**Entries supplied:**
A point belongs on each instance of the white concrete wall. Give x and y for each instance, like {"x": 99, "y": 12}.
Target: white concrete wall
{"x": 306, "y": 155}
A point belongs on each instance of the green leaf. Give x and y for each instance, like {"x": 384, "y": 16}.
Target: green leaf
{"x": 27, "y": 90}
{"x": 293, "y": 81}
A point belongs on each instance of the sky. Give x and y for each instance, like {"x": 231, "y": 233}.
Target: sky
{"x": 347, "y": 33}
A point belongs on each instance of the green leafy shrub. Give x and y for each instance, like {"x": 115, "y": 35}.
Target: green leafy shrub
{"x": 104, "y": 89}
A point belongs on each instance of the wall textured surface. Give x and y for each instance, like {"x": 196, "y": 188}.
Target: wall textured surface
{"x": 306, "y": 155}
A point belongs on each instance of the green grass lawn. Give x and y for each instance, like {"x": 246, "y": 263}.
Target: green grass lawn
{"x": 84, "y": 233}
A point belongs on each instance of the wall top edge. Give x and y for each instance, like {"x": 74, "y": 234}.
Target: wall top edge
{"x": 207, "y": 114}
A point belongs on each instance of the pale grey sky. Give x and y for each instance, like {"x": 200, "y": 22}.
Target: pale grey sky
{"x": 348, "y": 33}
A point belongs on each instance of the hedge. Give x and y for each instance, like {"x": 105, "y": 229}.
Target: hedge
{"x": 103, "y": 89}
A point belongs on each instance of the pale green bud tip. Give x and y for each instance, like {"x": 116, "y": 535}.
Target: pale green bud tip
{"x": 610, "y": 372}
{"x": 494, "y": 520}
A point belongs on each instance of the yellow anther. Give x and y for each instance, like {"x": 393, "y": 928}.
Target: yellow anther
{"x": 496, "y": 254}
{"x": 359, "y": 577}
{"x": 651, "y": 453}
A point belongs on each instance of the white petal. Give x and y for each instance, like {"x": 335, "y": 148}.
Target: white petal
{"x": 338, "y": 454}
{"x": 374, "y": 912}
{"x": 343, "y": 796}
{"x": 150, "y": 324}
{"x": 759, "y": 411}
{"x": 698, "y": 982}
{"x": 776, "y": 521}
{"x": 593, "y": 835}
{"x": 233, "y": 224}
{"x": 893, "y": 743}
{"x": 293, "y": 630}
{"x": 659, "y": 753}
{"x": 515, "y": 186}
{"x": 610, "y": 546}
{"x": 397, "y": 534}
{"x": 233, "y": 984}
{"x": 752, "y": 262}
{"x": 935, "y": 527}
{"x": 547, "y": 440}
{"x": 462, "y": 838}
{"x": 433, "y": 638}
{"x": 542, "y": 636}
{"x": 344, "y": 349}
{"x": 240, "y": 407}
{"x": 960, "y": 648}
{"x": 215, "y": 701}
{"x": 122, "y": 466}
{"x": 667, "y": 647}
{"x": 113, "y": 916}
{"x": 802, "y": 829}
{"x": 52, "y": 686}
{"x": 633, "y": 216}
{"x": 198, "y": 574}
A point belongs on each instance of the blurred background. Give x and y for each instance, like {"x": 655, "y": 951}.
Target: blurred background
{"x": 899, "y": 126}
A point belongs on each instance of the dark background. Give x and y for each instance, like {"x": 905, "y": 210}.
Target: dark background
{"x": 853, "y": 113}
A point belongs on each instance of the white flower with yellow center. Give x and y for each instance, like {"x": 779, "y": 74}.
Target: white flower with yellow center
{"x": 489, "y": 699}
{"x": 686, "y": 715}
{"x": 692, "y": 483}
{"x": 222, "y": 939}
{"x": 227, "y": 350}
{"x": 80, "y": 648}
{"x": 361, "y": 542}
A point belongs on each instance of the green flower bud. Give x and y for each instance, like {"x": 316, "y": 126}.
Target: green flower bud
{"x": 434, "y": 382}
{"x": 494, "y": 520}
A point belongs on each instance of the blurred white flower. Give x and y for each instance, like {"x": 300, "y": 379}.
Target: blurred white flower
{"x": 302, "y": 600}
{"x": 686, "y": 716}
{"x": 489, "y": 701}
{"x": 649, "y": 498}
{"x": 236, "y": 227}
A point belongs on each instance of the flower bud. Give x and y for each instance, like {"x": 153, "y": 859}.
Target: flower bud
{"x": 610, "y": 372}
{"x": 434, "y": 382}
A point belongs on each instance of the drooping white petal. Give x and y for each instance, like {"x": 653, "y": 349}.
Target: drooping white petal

**What you are asked to do:**
Repeat the material from the line with "A point belongs on each instance of the blurred white" through the end of the material, swapping "drooping" for "wilted" and leaving everything else unchanged.

**The solution:**
A point belongs on each instance of the blurred white flower. Give x and y for each instance, like {"x": 300, "y": 379}.
Target: blurred white flower
{"x": 302, "y": 600}
{"x": 686, "y": 716}
{"x": 489, "y": 701}
{"x": 649, "y": 498}
{"x": 236, "y": 227}
A point belongs on each instance of the flower bud. Give x and y for each instance, like {"x": 153, "y": 859}.
Target: flower bud
{"x": 610, "y": 372}
{"x": 434, "y": 382}
A point belongs on each instance of the wilted white petal. Give x and y for each instance, like {"x": 653, "y": 349}.
Target: wilted white petal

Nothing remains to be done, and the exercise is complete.